● Requirements
Rewrite the material below with every "fire truck" swapped for "fire engine", and leave everything else unchanged.

● Exercise material
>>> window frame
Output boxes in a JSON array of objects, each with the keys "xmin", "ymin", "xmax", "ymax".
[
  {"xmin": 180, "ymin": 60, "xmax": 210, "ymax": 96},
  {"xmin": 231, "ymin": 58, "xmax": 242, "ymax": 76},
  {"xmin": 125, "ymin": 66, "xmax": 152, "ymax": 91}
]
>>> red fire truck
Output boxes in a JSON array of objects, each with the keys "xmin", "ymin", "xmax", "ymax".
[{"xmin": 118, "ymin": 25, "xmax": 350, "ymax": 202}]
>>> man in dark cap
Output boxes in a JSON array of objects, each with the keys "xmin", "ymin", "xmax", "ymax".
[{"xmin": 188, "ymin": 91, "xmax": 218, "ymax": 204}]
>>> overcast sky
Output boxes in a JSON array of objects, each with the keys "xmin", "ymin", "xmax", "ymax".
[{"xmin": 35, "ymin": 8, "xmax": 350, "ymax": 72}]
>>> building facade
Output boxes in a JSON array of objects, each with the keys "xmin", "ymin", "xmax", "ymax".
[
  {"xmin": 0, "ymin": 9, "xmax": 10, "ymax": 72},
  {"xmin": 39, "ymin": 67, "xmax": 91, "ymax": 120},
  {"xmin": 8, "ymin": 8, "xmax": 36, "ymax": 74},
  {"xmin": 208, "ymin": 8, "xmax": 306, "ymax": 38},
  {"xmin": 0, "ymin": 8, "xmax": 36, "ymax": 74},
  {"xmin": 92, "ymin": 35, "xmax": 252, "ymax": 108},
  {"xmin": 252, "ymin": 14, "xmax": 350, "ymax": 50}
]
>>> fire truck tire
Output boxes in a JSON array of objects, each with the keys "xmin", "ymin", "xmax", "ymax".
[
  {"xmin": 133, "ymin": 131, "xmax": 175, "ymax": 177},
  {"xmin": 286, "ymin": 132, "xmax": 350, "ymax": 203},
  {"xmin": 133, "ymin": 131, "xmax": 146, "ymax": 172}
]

● The reply
>>> window frame
Output boxes in a JSON array of objects, each with the keys "xmin", "ymin", "xmax", "ymax".
[
  {"xmin": 180, "ymin": 60, "xmax": 210, "ymax": 96},
  {"xmin": 231, "ymin": 58, "xmax": 242, "ymax": 76},
  {"xmin": 125, "ymin": 66, "xmax": 152, "ymax": 91}
]
>>> red fire engine
Output boxes in a JSON array of objects, each with the keys "xmin", "ymin", "xmax", "ymax".
[{"xmin": 118, "ymin": 25, "xmax": 350, "ymax": 202}]
>>> man in dark cap
Output boxes in a JSON array of objects, each with the keys "xmin", "ymin", "xmax", "ymax".
[{"xmin": 188, "ymin": 91, "xmax": 218, "ymax": 204}]
>>> overcast sky
Output boxes in a JSON array of objects, each with the keys "xmin", "ymin", "xmax", "ymax".
[{"xmin": 35, "ymin": 8, "xmax": 350, "ymax": 72}]
>>> building facade
Output boxes in a JSON array of objects, each with the keys "xmin", "ymin", "xmax", "ymax".
[
  {"xmin": 0, "ymin": 9, "xmax": 10, "ymax": 72},
  {"xmin": 39, "ymin": 67, "xmax": 91, "ymax": 120},
  {"xmin": 8, "ymin": 8, "xmax": 36, "ymax": 74},
  {"xmin": 208, "ymin": 8, "xmax": 306, "ymax": 38},
  {"xmin": 0, "ymin": 8, "xmax": 36, "ymax": 74},
  {"xmin": 92, "ymin": 35, "xmax": 252, "ymax": 108},
  {"xmin": 252, "ymin": 14, "xmax": 350, "ymax": 50}
]
>>> fire engine tire
Output boxes in a JSON array of objects, each with the keys "xmin", "ymin", "xmax", "ymax".
[
  {"xmin": 133, "ymin": 131, "xmax": 175, "ymax": 177},
  {"xmin": 286, "ymin": 132, "xmax": 350, "ymax": 203},
  {"xmin": 133, "ymin": 131, "xmax": 146, "ymax": 172}
]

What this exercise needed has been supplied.